QUOTED PASSAGE:
>> Start

Interaction Dust-plasma In Titan’s Ionosphere: Feedbacks On The Gas Phase Composition

By Keith Cowing
Status Report
March 3, 2023
Filed under , , , , , ,
Interaction Dust-plasma In Titan’s Ionosphere: Feedbacks On The Gas Phase Composition
Graphical Abstract

Titan’s organic aerosols are formed in the ionosphere, a layer ionized by solar VUV photons and energetic particles from the magnetosphere of Saturn, forming a natural N2-CH4-H2 plasma.

Previous works showed some chemical evolution processes: VUV photons slightly alter the aerosols nitrile bands, hydrogen atoms tend to hydrogenate their surface and carbon-containing species participate to the growth of the aerosols.

>> End

Dataset excerpt:
>> Start

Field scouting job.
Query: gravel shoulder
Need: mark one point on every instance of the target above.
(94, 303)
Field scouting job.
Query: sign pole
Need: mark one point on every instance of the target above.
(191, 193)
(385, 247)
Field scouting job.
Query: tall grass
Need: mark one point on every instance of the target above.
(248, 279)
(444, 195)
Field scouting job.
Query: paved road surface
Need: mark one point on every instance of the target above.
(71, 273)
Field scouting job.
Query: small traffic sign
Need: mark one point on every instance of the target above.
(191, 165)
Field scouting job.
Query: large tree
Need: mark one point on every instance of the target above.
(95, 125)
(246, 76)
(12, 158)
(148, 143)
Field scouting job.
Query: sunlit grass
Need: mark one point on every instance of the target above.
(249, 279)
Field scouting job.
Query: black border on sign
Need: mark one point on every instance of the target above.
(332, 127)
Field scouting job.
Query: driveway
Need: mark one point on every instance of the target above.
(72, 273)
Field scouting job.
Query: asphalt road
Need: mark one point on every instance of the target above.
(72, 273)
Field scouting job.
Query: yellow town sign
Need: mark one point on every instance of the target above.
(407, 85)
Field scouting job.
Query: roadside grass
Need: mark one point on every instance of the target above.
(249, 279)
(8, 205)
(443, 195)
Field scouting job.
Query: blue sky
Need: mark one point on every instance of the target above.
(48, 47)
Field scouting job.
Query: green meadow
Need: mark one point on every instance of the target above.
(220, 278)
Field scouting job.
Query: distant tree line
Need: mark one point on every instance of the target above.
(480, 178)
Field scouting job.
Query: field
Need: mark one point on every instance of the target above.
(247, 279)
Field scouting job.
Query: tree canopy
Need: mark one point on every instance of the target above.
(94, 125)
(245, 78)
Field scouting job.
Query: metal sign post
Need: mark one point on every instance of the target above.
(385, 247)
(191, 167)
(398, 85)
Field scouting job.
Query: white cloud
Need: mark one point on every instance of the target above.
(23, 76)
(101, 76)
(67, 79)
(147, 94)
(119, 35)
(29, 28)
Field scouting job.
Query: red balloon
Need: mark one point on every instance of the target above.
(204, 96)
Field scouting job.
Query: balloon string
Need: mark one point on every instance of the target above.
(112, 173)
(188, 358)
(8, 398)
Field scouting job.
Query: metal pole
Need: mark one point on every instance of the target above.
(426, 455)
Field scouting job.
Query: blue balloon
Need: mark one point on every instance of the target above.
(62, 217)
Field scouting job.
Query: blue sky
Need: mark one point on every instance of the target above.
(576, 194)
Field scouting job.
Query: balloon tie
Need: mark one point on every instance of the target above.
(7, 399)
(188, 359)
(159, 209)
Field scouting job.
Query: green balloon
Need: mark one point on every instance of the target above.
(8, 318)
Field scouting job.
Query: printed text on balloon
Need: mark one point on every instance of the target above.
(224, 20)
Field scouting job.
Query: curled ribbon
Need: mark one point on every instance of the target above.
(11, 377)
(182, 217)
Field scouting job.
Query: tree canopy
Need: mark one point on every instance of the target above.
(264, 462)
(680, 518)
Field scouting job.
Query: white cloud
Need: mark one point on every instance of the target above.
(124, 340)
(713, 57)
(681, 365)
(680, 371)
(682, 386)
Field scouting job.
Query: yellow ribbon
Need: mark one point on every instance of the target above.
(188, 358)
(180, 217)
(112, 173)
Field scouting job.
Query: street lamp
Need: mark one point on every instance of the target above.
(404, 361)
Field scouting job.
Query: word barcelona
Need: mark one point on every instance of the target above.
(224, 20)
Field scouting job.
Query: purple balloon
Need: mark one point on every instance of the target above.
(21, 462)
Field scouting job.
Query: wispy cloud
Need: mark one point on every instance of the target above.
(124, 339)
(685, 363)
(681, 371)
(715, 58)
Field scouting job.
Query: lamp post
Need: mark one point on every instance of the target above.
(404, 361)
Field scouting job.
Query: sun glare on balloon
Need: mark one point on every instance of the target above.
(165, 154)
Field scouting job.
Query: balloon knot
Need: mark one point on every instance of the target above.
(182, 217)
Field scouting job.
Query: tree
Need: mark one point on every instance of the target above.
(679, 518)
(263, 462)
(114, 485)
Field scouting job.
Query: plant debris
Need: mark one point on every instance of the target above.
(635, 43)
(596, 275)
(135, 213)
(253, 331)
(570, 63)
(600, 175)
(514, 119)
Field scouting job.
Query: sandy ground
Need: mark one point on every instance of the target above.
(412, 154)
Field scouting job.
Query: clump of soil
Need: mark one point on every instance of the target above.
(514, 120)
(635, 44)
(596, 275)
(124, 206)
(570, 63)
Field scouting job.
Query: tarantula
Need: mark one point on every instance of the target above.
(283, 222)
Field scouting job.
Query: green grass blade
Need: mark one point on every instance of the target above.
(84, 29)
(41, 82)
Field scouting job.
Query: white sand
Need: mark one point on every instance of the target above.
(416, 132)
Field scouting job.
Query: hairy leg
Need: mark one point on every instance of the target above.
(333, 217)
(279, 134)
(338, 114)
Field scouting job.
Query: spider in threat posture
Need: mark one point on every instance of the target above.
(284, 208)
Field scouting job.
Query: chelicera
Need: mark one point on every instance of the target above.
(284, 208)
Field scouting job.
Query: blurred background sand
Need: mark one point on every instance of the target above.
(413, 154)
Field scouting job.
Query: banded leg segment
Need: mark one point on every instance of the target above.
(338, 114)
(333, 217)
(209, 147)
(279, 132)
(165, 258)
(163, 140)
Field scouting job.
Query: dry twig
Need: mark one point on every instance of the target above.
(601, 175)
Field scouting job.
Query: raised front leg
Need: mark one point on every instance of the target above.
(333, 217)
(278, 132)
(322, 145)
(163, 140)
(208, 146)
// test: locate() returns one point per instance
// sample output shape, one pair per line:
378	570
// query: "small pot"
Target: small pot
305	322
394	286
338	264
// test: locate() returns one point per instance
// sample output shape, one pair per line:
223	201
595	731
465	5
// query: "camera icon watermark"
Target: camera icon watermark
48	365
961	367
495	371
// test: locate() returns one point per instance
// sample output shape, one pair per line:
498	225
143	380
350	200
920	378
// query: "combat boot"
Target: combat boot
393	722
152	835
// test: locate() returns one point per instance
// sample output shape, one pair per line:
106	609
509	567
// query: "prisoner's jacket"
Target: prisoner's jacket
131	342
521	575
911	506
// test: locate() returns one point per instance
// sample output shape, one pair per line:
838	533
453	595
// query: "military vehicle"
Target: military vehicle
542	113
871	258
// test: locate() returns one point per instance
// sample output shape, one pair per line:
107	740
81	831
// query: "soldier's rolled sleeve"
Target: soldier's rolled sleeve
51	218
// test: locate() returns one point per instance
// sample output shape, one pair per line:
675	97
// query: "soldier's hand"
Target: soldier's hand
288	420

>> End

WRITTEN TASKS:
• A. In the report on Titan's ionosphere, what ionizes the layer where Titan's organic aerosols are formed?
• B. Write the next part of the report on Titan's ionosphere, picking up right after its last sentence.

RESPONSE LIST:
• A. Solar VUV photons and energetic particles from the magnetosphere of Saturn.

• B.
This work investigates the effect of the other plasma species, namely the N2-H2 derived ions, radicals and excited states. Industrial plasmas often use N2-H2 discharges to form ammonia-based fertilizers, for metal nitriding, and to erode organic surfaces. Consequently, these are likely to affect Titan’s organic aerosols. We therefore developed the THETIS experiment to study the interactions between analogues of Titan’s aerosols (tholins) and the erosive N2-H2 plasma species found in Titan’s ionosphere.

Following a first paper on the evolution of the solid phase by Scanning Electron Microscopy and IR transmission spectroscopy (Chatain et al., Icarus, 2020), this paper focuses on evolution of the gas phase composition, by neutral and ion mass spectrometry. Newly formed HCN, NH3-CN and C2N2 are extracted from the tholins as well as some other carbon-containing species and their derived ions. On the other hand, the production of ammonia strongly decreases, probably because the H, NH and N radicals are rather used for the production of HCN at the surface of tholins.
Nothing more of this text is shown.